Put everything in the rows below into a numbered list, from the very first line down to and including the line that contains "[(635, 154)]". Leave out any blank lines.
-- start of Extracted entries --
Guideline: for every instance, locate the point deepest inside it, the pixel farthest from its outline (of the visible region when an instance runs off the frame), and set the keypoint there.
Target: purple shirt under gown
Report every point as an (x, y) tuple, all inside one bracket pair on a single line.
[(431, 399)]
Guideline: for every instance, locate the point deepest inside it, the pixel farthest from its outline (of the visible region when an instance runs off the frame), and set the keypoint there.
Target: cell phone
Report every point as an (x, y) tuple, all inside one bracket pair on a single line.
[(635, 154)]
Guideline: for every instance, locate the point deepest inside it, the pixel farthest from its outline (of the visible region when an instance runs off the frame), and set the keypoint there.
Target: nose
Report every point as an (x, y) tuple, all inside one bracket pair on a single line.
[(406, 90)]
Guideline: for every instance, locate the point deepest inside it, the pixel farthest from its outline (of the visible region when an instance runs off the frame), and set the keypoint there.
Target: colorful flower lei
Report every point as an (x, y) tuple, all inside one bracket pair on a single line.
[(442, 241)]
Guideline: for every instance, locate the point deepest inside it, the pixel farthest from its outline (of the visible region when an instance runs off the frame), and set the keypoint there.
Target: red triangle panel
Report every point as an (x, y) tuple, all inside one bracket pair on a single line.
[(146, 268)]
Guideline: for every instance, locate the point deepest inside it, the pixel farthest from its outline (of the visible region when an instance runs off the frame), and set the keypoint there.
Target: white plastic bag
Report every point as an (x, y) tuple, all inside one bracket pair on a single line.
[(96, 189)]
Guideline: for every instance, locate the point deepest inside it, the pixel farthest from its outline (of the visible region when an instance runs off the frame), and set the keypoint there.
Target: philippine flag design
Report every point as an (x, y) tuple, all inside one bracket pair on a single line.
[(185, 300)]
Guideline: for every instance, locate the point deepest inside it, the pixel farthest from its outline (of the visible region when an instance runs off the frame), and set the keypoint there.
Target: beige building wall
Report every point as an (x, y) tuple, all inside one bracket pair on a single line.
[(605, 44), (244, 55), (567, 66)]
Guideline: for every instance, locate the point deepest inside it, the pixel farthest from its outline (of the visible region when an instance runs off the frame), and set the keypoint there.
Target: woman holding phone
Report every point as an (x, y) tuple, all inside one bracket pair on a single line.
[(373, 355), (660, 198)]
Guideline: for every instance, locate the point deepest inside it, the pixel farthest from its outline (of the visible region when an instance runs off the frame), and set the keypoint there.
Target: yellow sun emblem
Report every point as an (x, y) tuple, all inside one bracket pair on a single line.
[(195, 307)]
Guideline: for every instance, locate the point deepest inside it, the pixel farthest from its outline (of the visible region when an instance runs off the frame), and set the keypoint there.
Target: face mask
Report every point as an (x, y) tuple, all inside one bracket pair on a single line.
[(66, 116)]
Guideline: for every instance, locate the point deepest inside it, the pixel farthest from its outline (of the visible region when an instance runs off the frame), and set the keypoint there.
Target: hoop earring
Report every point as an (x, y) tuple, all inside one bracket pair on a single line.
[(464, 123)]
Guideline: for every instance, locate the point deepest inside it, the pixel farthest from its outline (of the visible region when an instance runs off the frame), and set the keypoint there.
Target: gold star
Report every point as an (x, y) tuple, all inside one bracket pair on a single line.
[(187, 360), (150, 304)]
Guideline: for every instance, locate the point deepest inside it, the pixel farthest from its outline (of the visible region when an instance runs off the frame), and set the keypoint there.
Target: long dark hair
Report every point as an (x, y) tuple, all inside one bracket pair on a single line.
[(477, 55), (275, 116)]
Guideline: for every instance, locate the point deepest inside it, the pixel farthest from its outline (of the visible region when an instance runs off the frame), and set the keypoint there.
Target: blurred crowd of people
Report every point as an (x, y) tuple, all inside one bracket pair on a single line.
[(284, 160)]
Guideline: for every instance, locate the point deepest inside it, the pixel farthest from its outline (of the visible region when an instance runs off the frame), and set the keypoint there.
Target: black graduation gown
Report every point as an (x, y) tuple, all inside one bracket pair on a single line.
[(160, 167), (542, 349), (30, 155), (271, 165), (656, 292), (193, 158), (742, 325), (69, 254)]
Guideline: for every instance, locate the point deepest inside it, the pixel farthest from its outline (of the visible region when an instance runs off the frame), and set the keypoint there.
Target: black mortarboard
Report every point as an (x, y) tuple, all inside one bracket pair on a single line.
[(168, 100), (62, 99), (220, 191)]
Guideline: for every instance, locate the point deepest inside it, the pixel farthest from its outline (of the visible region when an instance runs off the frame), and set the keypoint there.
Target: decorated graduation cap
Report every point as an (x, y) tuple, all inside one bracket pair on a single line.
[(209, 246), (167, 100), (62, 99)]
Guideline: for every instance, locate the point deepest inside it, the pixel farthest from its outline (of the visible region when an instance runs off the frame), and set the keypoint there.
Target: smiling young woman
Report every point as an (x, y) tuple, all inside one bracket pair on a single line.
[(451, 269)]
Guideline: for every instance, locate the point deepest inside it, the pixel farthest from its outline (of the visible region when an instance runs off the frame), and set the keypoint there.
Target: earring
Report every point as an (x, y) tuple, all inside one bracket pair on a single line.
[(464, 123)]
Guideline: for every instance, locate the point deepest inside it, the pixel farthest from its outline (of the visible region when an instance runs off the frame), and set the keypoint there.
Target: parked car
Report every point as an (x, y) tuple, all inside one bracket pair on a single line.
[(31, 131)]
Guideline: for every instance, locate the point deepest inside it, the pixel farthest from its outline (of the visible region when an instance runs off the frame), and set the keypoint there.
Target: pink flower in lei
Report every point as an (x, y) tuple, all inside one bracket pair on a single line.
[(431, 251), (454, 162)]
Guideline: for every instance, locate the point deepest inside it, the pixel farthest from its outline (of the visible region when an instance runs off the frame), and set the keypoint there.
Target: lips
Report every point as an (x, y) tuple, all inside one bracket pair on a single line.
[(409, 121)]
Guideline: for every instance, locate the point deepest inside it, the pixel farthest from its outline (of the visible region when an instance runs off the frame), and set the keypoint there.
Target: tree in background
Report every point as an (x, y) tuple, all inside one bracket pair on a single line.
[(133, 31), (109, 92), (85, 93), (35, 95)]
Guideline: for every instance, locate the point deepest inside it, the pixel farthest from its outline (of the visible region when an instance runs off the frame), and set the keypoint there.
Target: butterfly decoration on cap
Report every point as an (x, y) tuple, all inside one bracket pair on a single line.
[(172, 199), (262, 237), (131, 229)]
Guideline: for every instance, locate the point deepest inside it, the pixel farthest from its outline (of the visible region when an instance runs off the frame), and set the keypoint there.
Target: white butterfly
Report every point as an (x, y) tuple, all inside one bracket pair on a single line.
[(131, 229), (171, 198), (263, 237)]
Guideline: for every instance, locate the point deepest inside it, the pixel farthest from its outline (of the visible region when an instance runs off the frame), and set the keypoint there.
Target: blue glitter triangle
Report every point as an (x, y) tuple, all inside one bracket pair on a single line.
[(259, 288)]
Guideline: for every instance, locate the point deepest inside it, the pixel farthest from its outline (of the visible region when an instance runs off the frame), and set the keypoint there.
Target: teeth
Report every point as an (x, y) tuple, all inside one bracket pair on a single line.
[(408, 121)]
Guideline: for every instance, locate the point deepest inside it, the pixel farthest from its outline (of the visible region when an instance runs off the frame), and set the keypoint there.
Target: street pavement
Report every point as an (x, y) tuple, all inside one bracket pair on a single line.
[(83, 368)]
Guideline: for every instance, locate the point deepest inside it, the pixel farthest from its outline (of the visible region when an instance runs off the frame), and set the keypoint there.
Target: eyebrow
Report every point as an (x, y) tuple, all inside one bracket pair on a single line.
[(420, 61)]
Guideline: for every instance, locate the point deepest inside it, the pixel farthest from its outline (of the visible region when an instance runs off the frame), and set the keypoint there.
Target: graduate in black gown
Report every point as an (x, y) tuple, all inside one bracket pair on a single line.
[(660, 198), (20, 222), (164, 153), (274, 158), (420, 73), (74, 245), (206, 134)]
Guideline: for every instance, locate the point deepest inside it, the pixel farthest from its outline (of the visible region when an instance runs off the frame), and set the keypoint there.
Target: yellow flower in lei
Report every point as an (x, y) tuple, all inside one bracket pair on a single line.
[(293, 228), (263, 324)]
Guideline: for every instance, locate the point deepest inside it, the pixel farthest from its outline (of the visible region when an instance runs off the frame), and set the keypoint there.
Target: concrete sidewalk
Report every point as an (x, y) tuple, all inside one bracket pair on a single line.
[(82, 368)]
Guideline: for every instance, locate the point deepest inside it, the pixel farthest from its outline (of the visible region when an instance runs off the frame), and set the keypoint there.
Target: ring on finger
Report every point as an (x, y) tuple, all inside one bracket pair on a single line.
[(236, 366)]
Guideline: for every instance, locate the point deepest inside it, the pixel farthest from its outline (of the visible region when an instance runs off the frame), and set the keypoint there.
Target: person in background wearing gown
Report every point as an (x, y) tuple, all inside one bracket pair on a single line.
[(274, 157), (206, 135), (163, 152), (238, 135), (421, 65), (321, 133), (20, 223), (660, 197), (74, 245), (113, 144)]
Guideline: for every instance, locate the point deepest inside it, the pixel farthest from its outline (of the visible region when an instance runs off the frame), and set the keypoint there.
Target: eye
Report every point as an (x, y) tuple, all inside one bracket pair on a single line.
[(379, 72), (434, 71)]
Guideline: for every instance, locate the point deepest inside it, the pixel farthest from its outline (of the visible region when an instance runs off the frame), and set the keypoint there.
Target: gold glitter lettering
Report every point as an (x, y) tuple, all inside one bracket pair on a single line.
-- end of Extracted entries --
* [Reply]
1. Guideline: for every instance, locate the point deepest inside it, the pixel farthest from its outline (of the visible region when an instance runs off the frame), and set the keypoint there.
2. Target: purple shirt under gown
3. Report every point as an (x, y) tuple, all inside one bracket pair on a single line.
4. [(431, 399)]
5. Guideline: for every instance, locate the point deepest inside it, the pixel farthest from its outline (of the visible region when an instance runs off the frame), and set the keypoint there.
6. Target: cell phone
7. Report every point as an (x, y) tuple, all inside one bracket pair on a single line.
8. [(635, 154)]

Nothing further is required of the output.